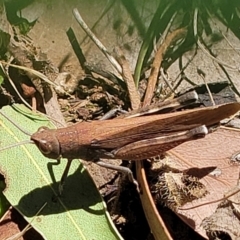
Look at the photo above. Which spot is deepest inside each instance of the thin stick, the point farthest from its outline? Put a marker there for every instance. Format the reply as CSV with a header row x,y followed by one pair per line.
x,y
178,33
214,201
12,84
202,75
128,78
166,80
84,26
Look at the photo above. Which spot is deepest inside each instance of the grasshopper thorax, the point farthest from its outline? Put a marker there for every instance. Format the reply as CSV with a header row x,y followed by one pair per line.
x,y
47,142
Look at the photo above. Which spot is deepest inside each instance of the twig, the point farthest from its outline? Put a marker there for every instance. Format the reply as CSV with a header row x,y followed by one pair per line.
x,y
202,75
128,78
12,84
88,31
178,33
213,201
166,80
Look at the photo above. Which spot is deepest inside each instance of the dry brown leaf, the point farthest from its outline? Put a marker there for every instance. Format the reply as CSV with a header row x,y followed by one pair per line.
x,y
210,159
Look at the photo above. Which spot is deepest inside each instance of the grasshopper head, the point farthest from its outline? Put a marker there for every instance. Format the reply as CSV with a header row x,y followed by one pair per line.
x,y
47,142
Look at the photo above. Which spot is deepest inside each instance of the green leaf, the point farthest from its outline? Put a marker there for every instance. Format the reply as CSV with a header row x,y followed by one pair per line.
x,y
79,213
1,80
4,204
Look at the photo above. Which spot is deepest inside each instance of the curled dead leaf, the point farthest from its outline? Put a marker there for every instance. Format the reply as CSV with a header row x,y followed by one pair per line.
x,y
212,161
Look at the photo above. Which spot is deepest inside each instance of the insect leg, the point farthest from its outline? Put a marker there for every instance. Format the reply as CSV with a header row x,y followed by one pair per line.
x,y
122,169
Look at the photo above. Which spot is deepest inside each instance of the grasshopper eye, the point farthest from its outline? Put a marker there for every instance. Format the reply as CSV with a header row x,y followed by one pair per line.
x,y
44,147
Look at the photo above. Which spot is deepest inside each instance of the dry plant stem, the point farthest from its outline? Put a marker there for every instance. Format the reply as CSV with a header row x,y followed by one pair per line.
x,y
203,48
128,78
85,27
12,84
214,201
202,75
166,80
229,43
176,34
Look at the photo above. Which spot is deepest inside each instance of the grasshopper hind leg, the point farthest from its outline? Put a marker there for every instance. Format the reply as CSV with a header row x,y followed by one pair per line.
x,y
64,176
121,169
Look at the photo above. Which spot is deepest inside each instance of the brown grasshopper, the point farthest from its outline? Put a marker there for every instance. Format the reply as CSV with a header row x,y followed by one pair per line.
x,y
129,139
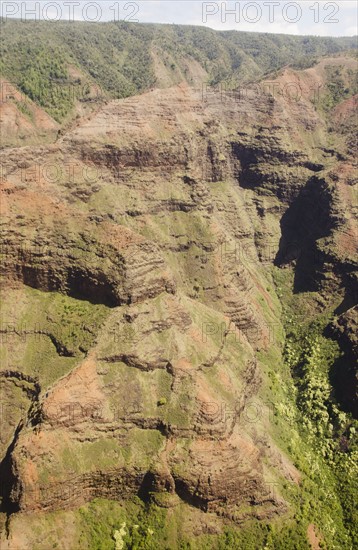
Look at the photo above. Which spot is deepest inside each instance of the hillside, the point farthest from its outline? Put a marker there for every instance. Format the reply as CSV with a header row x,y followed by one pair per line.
x,y
179,291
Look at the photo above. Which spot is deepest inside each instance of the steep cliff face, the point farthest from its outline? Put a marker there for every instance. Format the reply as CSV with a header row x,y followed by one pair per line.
x,y
142,332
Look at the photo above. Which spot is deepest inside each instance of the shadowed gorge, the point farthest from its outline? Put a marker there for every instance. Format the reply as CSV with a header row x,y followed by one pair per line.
x,y
178,281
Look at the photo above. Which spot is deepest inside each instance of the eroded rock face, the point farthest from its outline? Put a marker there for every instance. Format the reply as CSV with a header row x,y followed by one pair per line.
x,y
165,210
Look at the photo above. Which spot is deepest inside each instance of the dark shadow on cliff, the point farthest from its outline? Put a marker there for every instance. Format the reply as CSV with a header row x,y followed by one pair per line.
x,y
306,220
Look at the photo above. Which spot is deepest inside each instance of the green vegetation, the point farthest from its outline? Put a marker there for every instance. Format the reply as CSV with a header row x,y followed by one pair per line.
x,y
324,446
57,64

WHAT TO DO:
Type the material out again exactly. Skip the pictures.

ANSWER TO THIS EXERCISE:
Look at the photo above. Which spot is deepest inside each instance of the thin stick, the point farthest from its outline? Put a marker there for every instance. Format the reply as CSV with a header row x,y followed by one pair per line.
x,y
178,33
214,201
12,84
202,75
128,78
166,80
84,26
Look at the photo above. Which spot is deepest inside each instance of the grasshopper thorax, the point farthest from its outline? Put a marker there for every instance. Format the reply as CSV with a header row x,y followed by one pair per line.
x,y
47,142
Look at the photo above. Which spot is deepest inside each instance of the twig, the point farthest from its outline? Put a marker there for every instance. Format the reply as CSV with a header row x,y followed by one pair per line.
x,y
202,75
128,78
12,84
88,31
178,33
213,201
166,80
Look at the photo above. Which spot is deepest inside each instance of the dry brown leaf, the point farthest from its outline? Put a marker there for every instance. Format the reply as CSV with a header row x,y followed by one pair per line.
x,y
210,159
Look at the photo above. Which spot is deepest inside each instance of the grasshopper head, the point farthest from its outline? Put a marker there for every instance. Format the reply as CSV with a header row x,y followed by one pair per line.
x,y
47,142
Look at the photo above. Which spot is deepest inside each instance of the green leaf, the point farthest from its outline? Put a marker there for every instance. Format the reply as CSV with a header row x,y followed by one pair per line.
x,y
79,213
1,80
4,204
Look at the photo above. Which spot is deepest inside each instance of the curled dead leaf, the point farthest from its outline? Put a marker there for every instance. Format the reply as CSV with a header row x,y followed by one pair per line.
x,y
212,161
Look at the photo above. Which spot is deepest inside each instance of the insect leg, the point farthest from its outline? Put a marker there for every instance. Format the reply as CSV with a header row x,y followed by one pair per line.
x,y
122,169
Look at the photo above. Which spot is deepest inside each instance of the grasshopper eye, the point farthest from its outline? Put a marker there for every instance. Format the reply as CSV with a header row x,y followed by one pair per line.
x,y
44,147
Look at the photo above. Which spot is deepest inside each instance of the dry plant stem, the point farthest from its outline? Put a marker there for every instance. Format the reply as CSV with a header row x,y followed by one pair per line.
x,y
203,48
128,78
85,27
12,84
214,201
202,75
166,80
229,43
176,34
Look at the photo above. Which spot is deepest inside each instance of the grasshopper hind leg, the point farthest from its outline? Put a marker there for every instance. Format the reply as CSV with a header row x,y followed by one pair per line.
x,y
64,176
121,169
Look at the photo above. Which spot is deepest inside each instance of the brown grasshopper, the point farthest from its outline? Put a marker there for every instance. Format the reply as CSV with a header row x,y followed by one pair per line.
x,y
129,139
Look at the photo above. Which spot is deepest inside each instance of the hillside, the point farthest from its outline? Put a marker there for every instance. Format the reply as CSV with a header row x,y followed by one pair per line.
x,y
179,291
Look at the photo above. Which spot is deepest inside each instance of the steep cliff face, the point farthest from its outline? Put a marker there for every instance. Format the reply as CSV with a header row x,y followed by one pair per line.
x,y
142,332
Look at the photo above. Which spot is deepest inside each instance of the shadowed gorge, the point farthest from its outline? Put a marker there for every instance. Format the reply as CSV with a header row x,y followed by one pair per line.
x,y
178,281
Look at the photo above. Which spot is deepest inside each instance of the eroded rock face, the point farthest from its outline? Put a marker there for every instance. Format the reply as CSV with a header row x,y followed by one pair per line.
x,y
165,210
Look at the photo above. Which spot is deepest inside each instance of the dark shadow on cliff, the point farthest from its outline? Put a marker there for every instance. Format the reply as CSV with a header row x,y followed by one pair per line.
x,y
306,220
Look at the photo above. Which spot is deepest inside each instance of the green vegetation, the point farthest from its outline? Put a marker there for every instance. Format the reply as CSV with a header row x,y followed by one pair per line.
x,y
324,446
57,64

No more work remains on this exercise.